▶ Work task
Go through the lines below and copy any that hold the string "item".

== Supplied records ==

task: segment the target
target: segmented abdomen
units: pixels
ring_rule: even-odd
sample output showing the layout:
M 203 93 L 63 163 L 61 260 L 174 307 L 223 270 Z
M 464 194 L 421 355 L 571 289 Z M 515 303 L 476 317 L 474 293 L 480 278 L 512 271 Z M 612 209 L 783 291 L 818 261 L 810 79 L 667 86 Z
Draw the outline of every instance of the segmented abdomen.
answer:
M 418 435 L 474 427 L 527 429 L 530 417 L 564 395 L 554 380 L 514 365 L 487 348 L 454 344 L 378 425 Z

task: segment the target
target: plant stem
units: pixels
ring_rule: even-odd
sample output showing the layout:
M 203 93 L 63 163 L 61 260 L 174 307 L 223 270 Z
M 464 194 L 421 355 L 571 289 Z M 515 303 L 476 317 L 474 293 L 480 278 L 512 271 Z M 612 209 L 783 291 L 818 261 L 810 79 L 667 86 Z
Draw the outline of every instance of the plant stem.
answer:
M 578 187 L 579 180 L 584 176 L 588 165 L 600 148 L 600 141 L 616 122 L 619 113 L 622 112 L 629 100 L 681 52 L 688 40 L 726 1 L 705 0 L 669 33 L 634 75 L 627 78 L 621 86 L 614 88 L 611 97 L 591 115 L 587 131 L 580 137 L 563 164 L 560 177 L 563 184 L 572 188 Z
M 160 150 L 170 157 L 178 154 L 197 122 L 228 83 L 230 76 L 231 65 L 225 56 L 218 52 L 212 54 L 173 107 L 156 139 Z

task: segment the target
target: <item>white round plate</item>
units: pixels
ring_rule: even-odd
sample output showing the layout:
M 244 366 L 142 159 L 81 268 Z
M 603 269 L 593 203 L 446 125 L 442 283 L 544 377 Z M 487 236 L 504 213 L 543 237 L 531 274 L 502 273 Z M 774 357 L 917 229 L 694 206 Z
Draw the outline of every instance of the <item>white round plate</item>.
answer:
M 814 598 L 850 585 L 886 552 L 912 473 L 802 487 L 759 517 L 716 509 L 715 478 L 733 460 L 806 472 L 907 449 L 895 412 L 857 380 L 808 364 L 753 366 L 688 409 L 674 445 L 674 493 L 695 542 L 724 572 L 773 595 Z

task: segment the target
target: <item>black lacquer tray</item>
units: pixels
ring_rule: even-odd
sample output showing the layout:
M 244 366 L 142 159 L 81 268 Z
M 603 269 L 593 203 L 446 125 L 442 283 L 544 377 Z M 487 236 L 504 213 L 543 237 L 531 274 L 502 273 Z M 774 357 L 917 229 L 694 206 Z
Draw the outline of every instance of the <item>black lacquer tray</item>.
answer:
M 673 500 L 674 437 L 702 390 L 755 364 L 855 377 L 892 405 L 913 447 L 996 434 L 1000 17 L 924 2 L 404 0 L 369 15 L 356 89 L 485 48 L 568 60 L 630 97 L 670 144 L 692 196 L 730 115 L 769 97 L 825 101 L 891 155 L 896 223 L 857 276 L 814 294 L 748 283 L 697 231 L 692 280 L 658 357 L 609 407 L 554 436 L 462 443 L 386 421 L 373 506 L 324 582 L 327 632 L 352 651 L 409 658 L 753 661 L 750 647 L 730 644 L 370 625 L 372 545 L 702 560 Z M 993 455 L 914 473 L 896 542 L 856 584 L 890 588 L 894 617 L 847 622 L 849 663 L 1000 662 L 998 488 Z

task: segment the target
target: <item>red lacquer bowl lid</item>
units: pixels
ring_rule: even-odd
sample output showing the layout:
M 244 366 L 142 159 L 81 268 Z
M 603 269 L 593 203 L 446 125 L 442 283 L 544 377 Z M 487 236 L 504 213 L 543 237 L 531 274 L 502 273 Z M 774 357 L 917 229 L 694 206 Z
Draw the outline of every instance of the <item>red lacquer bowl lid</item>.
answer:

===

▶ Task output
target: <item>white round plate</item>
Draw the outline of every instance of the <item>white round plate</item>.
target: <item>black lacquer tray</item>
Draw the outline of every instance of the <item>black lacquer tray</item>.
target: <item>red lacquer bowl lid</item>
Draw the outline of every instance of the <item>red lacquer bowl lid</item>.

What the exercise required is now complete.